## REQUIRED ACTIONS
**1)** In the article on bento lunches, rewrite the paragraph beginning "A bento refers to a meal on the go" as a short bulleted list that keeps its main facts.
**2)** Write the next few paragraphs of the article on bento lunches, continuing on from its final paragraph.

## TEXT TO READ
Bento-style meals are for on the go, fit culture, family

By Melissa Uchiyama, Special to The Washington Post
Published: September 20, 2017, 6:00am

In the quest to pack lunches kids will thank parents for, families outside of Japan have adopted a love for Japanese bento-style lunches. Pinterest is filled with the craze. Yet, in calling a lunch “bento,” without a full understanding of exactly what qualifies, parents and the bento lunchbox market may be misappropriating a cultural practice.

Why not learn about the real practice instead?

A bento refers to a meal on the go: Any work, school or picnic lunch. It is a natural offshoot and complement to Japanese culture. It’s already common practice for a wife and mother to rise early and pack a bento for each family member. The idea of the bento is not meant to be something crazy, should not be too much of an endeavor; the idea of a bento fits the culture, with foods found in store and in every home.

Every Japanese child knows it takes 100 days to grow a single grain of rice. The goal is to make one’s plate sparkling clean. This culture does not waste. A bento often employs leftovers from dinner.

My own children, ages 7 and 4 and 1, have gone through the hoikuen preschool system since they started eating. They share bento with friends under the cherry blossoms and peer into each other’s lunches on field trips to unearth sweet potatoes.

Every ingredient is relevant. I add red shiso flakes (perilla) to the same rice I might have served plain the night before, to make pink-tinged rice. Foods make up the color palette, as opposed to Red 40. Bento is about working creatively with ingredients we already have and use, bringing aspects of art and nutrition into a working, edible expression.

Truly, it is more difficult and expensive for me to make lasagna here in Tokyo.

A bento employs the colors and foods of each season as if trying to box the feeling. It is poetic, too, pulling in the sky, sea and soil, and saying, “Look, it’s spring. I’ve even brought the cherry blossoms or the fall leaves into my bento box.”

There are distinct windows of time when each vegetable and fruit, even each fish, is seasonally available. There is thought to be power that goes into eating fresh eel on at the height of summer, for instance.

And yes, there is also crafting a carrot to resemble a maple leaf to reflect what is happening outside. Adding little details, that together with the food, make a simple, but gorgeous, lunch that is of value. These details make it a meal that engages the senses, much like nature does. It’s bringing the outside in, with harmony and very little processed foods, save the occasional mini sausage shaped to look like an octopus. This kind of eating sparks joy in one’s environment and yields high-energy foods, qualities perfect for kids.

The bento is about whole foods before there was Whole Foods Market.

Over breakfast, one Japanese friend of mine shared another aspect of Japanese cuisine: 30 foods or ingredients are the ideal daily goal. We counted the healthy components of our Japanese-style brunch: 10. Every meal must pull its weight if 30 foods are to be eaten per day. These are 30 ways, essentially, to be your best, healthiest, most joyful, (or in the Japanese word, “genki”) self.

## DATA RECORDS
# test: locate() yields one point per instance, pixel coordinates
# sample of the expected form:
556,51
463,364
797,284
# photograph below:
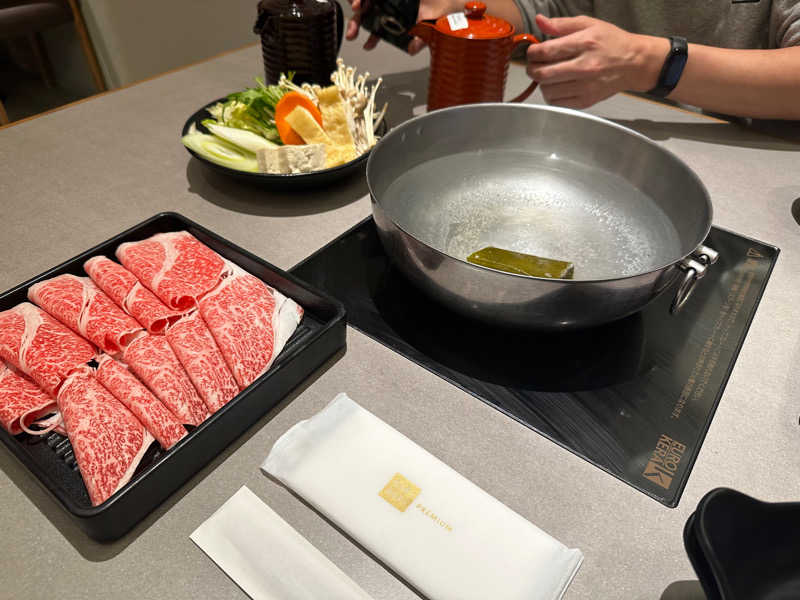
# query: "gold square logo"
399,492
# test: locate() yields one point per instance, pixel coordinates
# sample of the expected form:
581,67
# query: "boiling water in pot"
537,204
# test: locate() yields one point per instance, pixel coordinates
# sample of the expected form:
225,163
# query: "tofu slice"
334,116
312,133
291,159
307,127
269,160
302,159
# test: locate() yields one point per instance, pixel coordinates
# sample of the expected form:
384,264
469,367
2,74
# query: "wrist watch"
673,67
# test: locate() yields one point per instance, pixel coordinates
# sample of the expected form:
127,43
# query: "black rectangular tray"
49,458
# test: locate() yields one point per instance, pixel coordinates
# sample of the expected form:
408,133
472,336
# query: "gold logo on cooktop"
399,492
664,461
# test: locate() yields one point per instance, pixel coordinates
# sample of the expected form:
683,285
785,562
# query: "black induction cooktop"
634,397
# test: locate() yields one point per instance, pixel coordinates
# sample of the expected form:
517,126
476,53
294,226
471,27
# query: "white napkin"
266,557
438,530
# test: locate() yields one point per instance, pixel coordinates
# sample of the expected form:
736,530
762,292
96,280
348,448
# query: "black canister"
302,36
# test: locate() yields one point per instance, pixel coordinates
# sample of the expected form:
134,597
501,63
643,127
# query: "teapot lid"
474,24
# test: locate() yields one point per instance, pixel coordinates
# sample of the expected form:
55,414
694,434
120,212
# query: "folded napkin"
266,557
435,528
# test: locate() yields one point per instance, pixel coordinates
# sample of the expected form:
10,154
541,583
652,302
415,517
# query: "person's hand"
590,60
428,9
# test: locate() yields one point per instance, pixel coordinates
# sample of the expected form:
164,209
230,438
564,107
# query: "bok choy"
220,151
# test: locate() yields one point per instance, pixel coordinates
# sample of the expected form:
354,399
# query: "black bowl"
276,181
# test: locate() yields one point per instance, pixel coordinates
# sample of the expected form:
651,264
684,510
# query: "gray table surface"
76,177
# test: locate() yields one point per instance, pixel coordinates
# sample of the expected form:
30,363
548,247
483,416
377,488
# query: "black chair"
744,549
20,19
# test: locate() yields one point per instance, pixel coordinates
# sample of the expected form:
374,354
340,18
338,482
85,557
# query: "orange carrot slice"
286,105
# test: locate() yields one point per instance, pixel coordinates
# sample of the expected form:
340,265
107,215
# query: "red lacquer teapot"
470,52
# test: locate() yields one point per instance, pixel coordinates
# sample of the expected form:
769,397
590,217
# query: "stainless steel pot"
546,181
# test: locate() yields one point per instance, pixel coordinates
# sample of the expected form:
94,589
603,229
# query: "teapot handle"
531,39
339,25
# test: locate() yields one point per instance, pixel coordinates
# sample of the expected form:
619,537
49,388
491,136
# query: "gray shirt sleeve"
784,23
551,8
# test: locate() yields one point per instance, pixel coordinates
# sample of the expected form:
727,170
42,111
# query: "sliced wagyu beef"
40,346
153,361
250,321
150,411
128,293
21,401
175,266
197,351
83,307
108,441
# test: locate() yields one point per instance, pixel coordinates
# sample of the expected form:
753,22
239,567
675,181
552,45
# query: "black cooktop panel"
634,397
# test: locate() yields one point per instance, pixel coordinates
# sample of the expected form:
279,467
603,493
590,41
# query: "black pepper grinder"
303,36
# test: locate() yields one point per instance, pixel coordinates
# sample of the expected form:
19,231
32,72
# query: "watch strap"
672,69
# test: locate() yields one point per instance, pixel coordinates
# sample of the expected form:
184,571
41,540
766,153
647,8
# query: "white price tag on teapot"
457,21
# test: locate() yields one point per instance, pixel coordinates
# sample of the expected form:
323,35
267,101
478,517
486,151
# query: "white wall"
136,39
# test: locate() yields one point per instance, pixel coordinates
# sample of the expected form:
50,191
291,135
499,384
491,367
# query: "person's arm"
589,60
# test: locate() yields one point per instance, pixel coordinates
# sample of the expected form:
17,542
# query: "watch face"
674,69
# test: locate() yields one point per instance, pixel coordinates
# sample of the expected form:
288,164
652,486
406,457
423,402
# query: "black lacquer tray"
49,458
634,397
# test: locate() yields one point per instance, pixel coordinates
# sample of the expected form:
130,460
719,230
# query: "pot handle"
694,266
530,39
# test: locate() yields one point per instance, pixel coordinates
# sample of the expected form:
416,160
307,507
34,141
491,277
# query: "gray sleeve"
551,8
784,23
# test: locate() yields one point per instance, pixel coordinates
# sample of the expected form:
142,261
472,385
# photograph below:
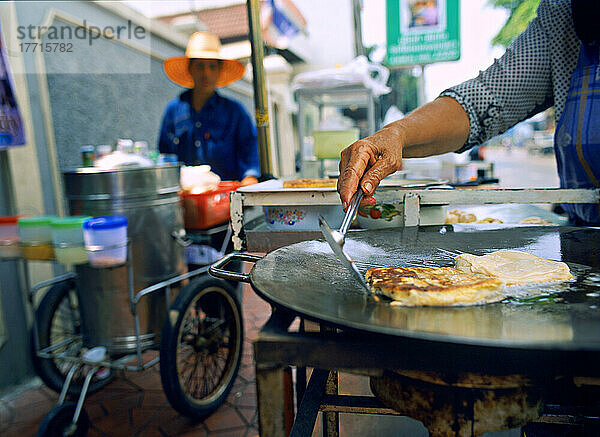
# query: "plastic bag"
198,179
359,71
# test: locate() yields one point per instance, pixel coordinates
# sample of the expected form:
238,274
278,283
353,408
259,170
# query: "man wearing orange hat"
203,127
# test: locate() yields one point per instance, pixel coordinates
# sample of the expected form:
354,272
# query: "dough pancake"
310,183
514,267
536,221
429,286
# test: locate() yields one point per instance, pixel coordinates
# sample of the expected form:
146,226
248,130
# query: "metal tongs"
335,239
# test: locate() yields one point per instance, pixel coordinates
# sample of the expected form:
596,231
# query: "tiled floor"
134,404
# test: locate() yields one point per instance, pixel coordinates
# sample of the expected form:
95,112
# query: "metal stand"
332,350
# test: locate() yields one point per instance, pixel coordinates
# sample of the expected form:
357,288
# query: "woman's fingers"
353,164
366,162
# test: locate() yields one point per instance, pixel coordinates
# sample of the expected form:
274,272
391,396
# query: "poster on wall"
422,32
11,125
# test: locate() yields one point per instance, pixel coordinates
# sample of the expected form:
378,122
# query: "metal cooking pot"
307,279
148,198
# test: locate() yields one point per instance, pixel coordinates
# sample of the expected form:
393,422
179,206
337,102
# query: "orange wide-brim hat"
202,45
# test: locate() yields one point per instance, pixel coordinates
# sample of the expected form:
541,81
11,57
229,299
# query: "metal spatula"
335,239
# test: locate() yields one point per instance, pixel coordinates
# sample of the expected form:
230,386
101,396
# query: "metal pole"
421,96
359,48
260,89
6,185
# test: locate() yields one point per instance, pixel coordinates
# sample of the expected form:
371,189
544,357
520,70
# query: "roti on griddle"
310,183
514,267
433,286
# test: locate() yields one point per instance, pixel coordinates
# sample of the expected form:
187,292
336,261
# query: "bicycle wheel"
201,347
59,325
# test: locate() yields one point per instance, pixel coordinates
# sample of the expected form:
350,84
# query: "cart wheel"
58,321
58,422
201,347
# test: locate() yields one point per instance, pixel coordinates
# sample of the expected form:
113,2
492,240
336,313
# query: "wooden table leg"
271,401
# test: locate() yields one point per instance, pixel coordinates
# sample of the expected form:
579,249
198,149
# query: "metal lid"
75,221
8,220
40,220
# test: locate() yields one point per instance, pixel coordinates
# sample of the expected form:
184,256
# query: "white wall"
330,32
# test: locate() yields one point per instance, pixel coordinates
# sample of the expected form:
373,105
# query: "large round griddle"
307,279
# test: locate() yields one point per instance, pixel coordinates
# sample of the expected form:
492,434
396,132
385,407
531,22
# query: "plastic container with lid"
9,237
211,208
36,237
67,238
106,240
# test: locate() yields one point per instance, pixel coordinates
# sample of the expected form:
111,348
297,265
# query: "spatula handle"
351,212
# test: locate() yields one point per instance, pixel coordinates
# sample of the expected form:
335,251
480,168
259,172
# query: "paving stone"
134,404
236,432
247,414
224,418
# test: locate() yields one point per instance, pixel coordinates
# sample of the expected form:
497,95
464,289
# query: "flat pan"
308,279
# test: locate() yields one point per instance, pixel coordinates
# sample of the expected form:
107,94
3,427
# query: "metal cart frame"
92,365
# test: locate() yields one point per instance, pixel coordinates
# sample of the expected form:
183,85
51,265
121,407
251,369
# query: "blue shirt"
221,135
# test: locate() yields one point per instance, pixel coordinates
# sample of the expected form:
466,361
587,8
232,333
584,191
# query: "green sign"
422,32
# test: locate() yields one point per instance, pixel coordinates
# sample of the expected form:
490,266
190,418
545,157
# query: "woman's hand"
438,127
367,162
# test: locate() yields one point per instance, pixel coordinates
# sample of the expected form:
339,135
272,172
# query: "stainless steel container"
148,198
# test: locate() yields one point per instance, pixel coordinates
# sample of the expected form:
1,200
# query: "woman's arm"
435,128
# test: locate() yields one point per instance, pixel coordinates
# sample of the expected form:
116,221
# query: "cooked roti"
433,286
310,183
514,267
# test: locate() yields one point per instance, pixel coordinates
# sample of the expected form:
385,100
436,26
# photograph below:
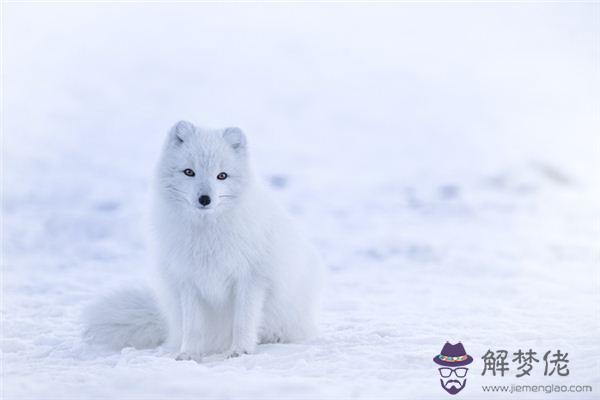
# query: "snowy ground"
444,159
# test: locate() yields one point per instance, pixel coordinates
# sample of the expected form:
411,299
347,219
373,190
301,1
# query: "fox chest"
215,269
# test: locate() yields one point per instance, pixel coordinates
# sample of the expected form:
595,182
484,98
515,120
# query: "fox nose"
204,200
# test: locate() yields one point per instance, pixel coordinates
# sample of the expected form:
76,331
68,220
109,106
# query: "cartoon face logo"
453,372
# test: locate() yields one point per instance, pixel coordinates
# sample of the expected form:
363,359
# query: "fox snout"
204,200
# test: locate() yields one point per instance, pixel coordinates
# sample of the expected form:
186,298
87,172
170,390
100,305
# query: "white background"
442,156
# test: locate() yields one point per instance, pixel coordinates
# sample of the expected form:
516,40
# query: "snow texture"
443,157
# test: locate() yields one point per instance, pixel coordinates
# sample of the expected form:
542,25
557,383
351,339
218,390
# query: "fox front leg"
247,316
191,326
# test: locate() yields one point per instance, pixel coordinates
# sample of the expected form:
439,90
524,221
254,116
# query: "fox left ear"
181,130
235,137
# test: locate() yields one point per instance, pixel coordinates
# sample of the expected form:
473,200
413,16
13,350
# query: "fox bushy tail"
125,318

## RESULTS FOR EACH TASK
**1)**
- A bento is any meal eaten on the go, such as a work, school or picnic lunch.
- It is a natural offshoot and complement to Japanese culture.
- A wife and mother commonly rises early to pack one for each family member.
- It isn't meant to be an elaborate undertaking; it fits the culture by using foods found in stores and in every home.

**2)**
What’s not a bento

Not merely a spider napkin for October, Japanese food conveys the essence of a season by presenting the best of what is available. Doritos do not constitute a bento item, and while we’re at it, not all lunches should be called “bento.” Some lunches are merely processed, not-at-all healthy, snack foods a parent knows a child will eat.

“Bento” may be a motivating word. Lunchbox companies helped brand the word “bento” outside of Japan, and lunch-makers across the world jumped on the train. “Bento” implies fun, healthy, and certainly “trendy,” but in the culture from which it comes, the word means a great deal more than a jacked-up Lunchable. Ride the trend, but make it rich and applicable to honor your specific and diverse culture. Borrow from various regions, use a range of flavor and spice but aim to hit the bento markers of color, texture, and design, using whole, seasonal food.

Prioritize, collaborate

Don’t go crazy. Introduce new, healthful foods in amounts comfortable to both you and your child. Invite your child to use silly toothpicks. Or make lunch, but let your child slice through apple peels to transform that apple into a rabbit. Our children may greatly surprise us as they bring suggestions for ways to incorporate that Tahini you bought. Or maybe it becomes a shared project on Asian food culture and you plan how to procure produce like daikon.

In the movie “East Side Sushi,” Juana is a Mexican woman in Oakland, Calif., who happens upon sushi and becomes a quick study. When asked if she wants to improve sushi, she answers, “No. Sushi, in its own, traditional form is beautiful, delicious, and magical. I don’t think I’m improving, just adding more options. I think sushi can be adapted to local conditions and local people.”

Perhaps this is the way with bentos, too. Maybe a little exploring is in order to see how we may reflect who we are and add those vivid facets to each small section. Enjoy the process and enjoy lunch. It may just be your love, together, packaged up.